>> Begin
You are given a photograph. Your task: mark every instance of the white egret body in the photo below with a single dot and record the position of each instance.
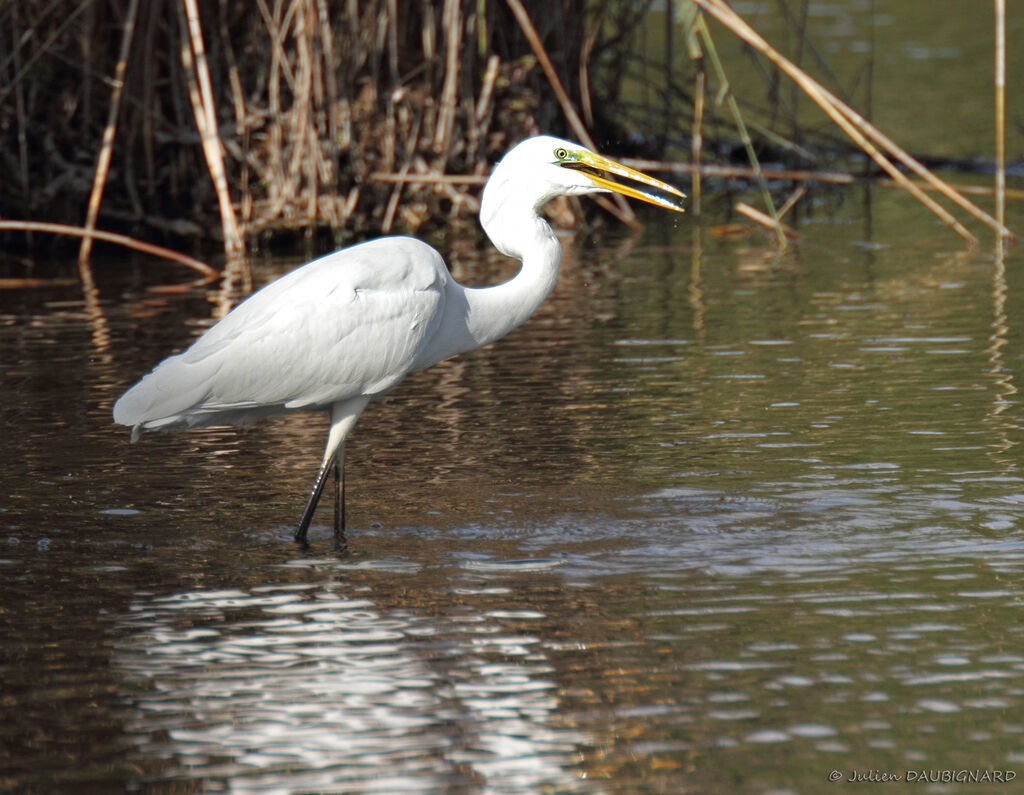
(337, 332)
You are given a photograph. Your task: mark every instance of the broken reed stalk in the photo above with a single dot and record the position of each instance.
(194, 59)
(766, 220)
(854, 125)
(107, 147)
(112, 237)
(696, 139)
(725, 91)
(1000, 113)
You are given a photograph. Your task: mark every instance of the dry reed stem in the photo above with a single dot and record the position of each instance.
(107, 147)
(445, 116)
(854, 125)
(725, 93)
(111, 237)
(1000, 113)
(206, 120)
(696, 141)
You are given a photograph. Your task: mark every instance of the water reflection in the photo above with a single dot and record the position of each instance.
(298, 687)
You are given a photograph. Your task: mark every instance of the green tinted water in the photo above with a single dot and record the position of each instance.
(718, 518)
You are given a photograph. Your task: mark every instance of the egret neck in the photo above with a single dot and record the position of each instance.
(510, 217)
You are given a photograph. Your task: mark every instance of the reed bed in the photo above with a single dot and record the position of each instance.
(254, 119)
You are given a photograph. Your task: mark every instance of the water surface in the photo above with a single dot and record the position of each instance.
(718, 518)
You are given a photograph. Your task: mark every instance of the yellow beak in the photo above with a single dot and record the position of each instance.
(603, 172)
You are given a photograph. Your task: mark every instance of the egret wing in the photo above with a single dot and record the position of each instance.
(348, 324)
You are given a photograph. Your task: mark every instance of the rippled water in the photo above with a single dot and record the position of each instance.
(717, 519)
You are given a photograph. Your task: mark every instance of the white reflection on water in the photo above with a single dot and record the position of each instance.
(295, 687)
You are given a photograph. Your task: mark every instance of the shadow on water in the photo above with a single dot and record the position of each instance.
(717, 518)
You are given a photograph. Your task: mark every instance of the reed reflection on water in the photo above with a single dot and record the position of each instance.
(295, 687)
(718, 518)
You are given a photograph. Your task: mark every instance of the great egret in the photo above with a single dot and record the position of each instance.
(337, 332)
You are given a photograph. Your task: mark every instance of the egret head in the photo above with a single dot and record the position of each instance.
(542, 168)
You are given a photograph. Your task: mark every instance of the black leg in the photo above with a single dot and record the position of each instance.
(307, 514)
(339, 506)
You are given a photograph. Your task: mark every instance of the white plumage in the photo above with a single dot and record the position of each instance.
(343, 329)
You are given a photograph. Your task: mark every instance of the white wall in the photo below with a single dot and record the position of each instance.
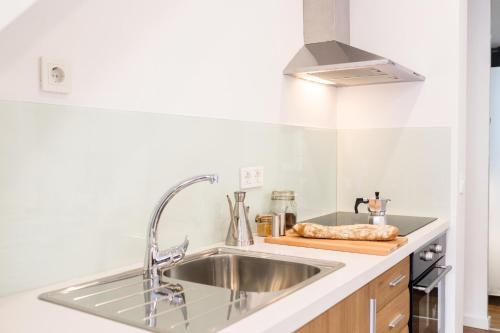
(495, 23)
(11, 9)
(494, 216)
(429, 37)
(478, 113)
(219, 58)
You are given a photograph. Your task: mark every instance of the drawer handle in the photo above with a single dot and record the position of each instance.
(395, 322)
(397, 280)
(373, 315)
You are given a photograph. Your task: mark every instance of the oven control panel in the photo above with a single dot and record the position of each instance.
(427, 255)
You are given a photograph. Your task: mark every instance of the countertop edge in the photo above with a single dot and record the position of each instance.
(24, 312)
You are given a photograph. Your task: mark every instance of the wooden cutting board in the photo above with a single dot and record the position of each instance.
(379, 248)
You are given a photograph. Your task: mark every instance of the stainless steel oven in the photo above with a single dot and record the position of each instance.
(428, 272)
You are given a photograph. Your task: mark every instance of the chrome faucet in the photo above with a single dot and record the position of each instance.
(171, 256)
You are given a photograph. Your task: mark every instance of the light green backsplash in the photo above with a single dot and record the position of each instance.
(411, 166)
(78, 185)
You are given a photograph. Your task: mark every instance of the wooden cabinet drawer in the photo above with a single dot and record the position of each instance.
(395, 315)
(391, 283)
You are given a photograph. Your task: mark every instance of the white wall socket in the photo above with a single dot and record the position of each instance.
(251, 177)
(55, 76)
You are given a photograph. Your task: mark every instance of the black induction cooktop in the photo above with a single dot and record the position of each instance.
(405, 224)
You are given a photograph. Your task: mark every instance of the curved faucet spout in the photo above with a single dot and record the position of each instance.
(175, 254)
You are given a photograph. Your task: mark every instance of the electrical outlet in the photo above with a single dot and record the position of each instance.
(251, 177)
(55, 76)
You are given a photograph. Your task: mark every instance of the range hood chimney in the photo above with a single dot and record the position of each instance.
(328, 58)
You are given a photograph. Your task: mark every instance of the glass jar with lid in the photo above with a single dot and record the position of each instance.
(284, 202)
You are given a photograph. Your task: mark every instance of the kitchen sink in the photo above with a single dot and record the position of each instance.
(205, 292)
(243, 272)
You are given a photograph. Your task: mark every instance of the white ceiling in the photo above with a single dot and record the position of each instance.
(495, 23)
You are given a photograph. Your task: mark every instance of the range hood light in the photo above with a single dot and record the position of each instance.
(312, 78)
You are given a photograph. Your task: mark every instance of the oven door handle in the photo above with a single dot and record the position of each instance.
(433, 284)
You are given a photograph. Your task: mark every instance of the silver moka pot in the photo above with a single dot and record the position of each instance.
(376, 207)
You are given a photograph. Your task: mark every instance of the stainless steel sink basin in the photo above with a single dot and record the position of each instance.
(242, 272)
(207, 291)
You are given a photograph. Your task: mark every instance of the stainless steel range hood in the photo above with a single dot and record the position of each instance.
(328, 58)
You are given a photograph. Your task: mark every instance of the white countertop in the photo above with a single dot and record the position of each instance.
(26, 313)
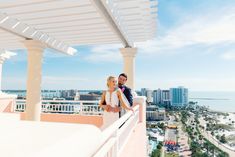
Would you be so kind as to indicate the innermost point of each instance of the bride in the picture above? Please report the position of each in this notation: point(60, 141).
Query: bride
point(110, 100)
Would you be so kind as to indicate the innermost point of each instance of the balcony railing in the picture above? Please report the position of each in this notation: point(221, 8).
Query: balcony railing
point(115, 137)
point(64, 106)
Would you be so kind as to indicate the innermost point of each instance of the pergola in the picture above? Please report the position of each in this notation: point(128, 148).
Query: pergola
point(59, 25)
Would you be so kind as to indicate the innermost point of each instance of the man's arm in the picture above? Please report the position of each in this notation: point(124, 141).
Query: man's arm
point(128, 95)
>> End
— WHAT TO WORK ON —
Render the data above as a JSON array of strings, one string per line, skipping blank lines and leaving out the pictures.

— EXERCISE RESPONSE —
[
  "You are given a photograph. Your task: mark every instance of the white egret body in the photo below with a single dot and record the position of each instance.",
  "(337, 332)",
  "You are given a photograph. Your task: mark every instance of the broken reed stalk in the photo above with a single dot and record the position of each instance.",
  "(194, 59)",
  "(766, 220)",
  "(854, 125)",
  "(107, 147)",
  "(112, 237)",
  "(696, 139)",
  "(725, 91)",
  "(1000, 113)",
  "You are given a photograph. Your task: mark every instance of the dry reed stem in the photo above with a single dot and record the position of each instance.",
  "(107, 147)",
  "(445, 116)",
  "(854, 125)",
  "(725, 93)",
  "(111, 237)",
  "(1000, 113)",
  "(206, 120)",
  "(696, 141)",
  "You are given a photograph. Your task: mark every instance of the water reflection in the photo above with a single dot and record the position of each instance.",
  "(298, 687)",
  "You are given a photograph. Your task: mark every instance of the green tinted water in the photo above with a single dot and record the position of each instance.",
  "(718, 518)",
  "You are given a photograph. Your task: mark every instance of the egret neck in the photo above with a single dot and record the position of each instance.",
  "(510, 217)",
  "You are given a photograph. Your task: mark every instance of the reed bed in the photo above with a single dot and record the position of each instance.",
  "(254, 119)",
  "You are given a photograph. Your task: mark every instance of the water surface in the photo above with a single dot and record the position of each instance.",
  "(718, 518)",
  "You are given a photograph. Your task: mark every instance of the yellow beak in the photo above with a single dot and record the position of each instance.",
  "(603, 172)",
  "You are given a photograph. Your task: mark every instance of the egret wing in the photo above with a single dot and record the position of each instance.",
  "(348, 324)",
  "You are given a photograph. Your task: mark every instance of the rippled water in the photo above with a single dot and record the position of each instance.",
  "(717, 519)",
  "You are given a photograph. Your task: mark every instance of the white reflection on water in the photo above with a single dot and record the position of each instance.",
  "(295, 687)",
  "You are given a photograph. Your task: mark every instance of the shadow on water in the photo above with a single dot and record the position of each instance.",
  "(717, 518)",
  "You are given a photograph. Your task: mark every instance of the reed reflection on water in the photo above with a single dot and record the position of each instance.",
  "(295, 687)",
  "(718, 518)",
  "You are given a photograph. Your task: mark every instance of the great egret in the photo above with a single dot and record the position of each instance.",
  "(337, 332)",
  "You are given a photograph. Your task: mark every instance of the egret head in the photo above with a single dot and record the position of each instance.",
  "(542, 168)",
  "You are given a photograph. Your task: mark every instance of the black leg in the photo above with a single dot and record the position of each instance.",
  "(307, 514)",
  "(339, 506)",
  "You are given a photograph. Your task: mark every instance of the white plumage in the photo above with a single dot and record the position of each instance.",
  "(343, 329)",
  "You are given a photograph. Your task: mark every instance of the white wall in the photo below with a single dot and record the position of each instance.",
  "(495, 23)",
  "(11, 9)",
  "(494, 216)",
  "(429, 37)",
  "(478, 113)",
  "(219, 58)",
  "You are given a photograph. Your task: mark every instance of the drawer handle in the photo above with a single dot and record the position of each instance.",
  "(395, 322)",
  "(397, 280)",
  "(373, 315)",
  "You are given a photograph. Your task: mark every instance of the oven control panel in the photo above with a single dot and record the position of each instance.",
  "(427, 255)",
  "You are given a photograph. Your task: mark every instance of the countertop edge in the photo above with a single dot and record the position of each instance.",
  "(24, 312)",
  "You are given a photograph. Your task: mark every instance of the wooden cutting board in the photo above with a single dot and record the position of each instance.",
  "(379, 248)",
  "You are given a photograph. Your task: mark every instance of the stainless steel oven in the photo above with a single dot and record the position of each instance.",
  "(428, 272)",
  "You are given a photograph. Your task: mark every instance of the chrome faucet in the photo above with a single dot and record the position of each instance.",
  "(171, 256)",
  "You are given a photograph. Your task: mark every instance of the light green backsplash in the photo above with a single dot and record the position of each instance.",
  "(411, 166)",
  "(78, 185)",
  "You are given a photograph. Your task: mark every instance of the wooden cabinet drawer in the photo above with a single dot and record the position of each instance.",
  "(395, 315)",
  "(391, 283)",
  "You are given a photograph. Your task: mark every instance of the white wall socket in the photo above with a single dot and record the position of each instance.",
  "(251, 177)",
  "(55, 76)",
  "You are given a photograph. Your task: mark every instance of the black induction cooktop in the photo above with a single dot and record the position of each instance.",
  "(405, 224)",
  "You are given a photograph. Your task: mark every instance of the curved faucet spout in the photo above with a single dot and record the position of each instance.",
  "(175, 254)",
  "You are given a photograph. Your task: mark every instance of the electrical outlet in the photo above with a single dot and record the position of each instance.",
  "(251, 177)",
  "(55, 76)",
  "You are given a photograph. Your task: mark every instance of the range hood chimney in the photo above with a single dot and record the position of each instance.",
  "(328, 58)",
  "You are given a photograph. Your task: mark every instance of the glass jar with lid in the photo above with a single dot and record the position of each instance.",
  "(284, 202)",
  "You are given a photograph. Your task: mark every instance of the kitchen sink in the photo above with a single dot and record the position of each instance.",
  "(205, 292)",
  "(243, 272)",
  "You are given a photograph. Your task: mark every instance of the white ceiling in the photo above with a single dot and record the position of each instance.",
  "(495, 23)",
  "You are given a photograph. Your task: mark every instance of the range hood light in the photo above with a single dot and record the position of each instance.",
  "(312, 78)",
  "You are given a photograph. Your task: mark every instance of the oven door handle in the photo above with a single dot and record the position of each instance.",
  "(433, 284)",
  "You are given a photograph. Your task: mark every instance of the silver moka pot in the photo above with a single dot and record the position of each instance.",
  "(376, 207)",
  "You are given a photograph. Your task: mark every instance of the stainless steel sink basin in the photo above with a single dot and record the position of each instance.",
  "(242, 272)",
  "(207, 291)",
  "You are given a photograph. Your task: mark every instance of the stainless steel range hood in the photo above with a single dot and record the position of each instance.",
  "(328, 58)",
  "You are given a photograph. Your task: mark every instance of the white countertop in the photo above with a single dot and record the position of each instance.",
  "(26, 313)",
  "Would you be so kind as to indicate the innermost point of each instance of the bride in the picture above? Please report the position of each in this notation: point(60, 141).",
  "Query: bride",
  "point(110, 100)",
  "Would you be so kind as to indicate the innermost point of each instance of the balcony railing in the picture above? Please report the position of each in this notation: point(221, 8).",
  "Query: balcony railing",
  "point(115, 137)",
  "point(64, 106)",
  "Would you be so kind as to indicate the innermost point of each instance of the pergola in the picture above? Please report the position of each in this notation: point(128, 148).",
  "Query: pergola",
  "point(59, 25)",
  "Would you be so kind as to indicate the innermost point of each instance of the man's arm in the picture above? Please report the position of each in this notation: point(124, 141).",
  "Query: man's arm",
  "point(128, 95)"
]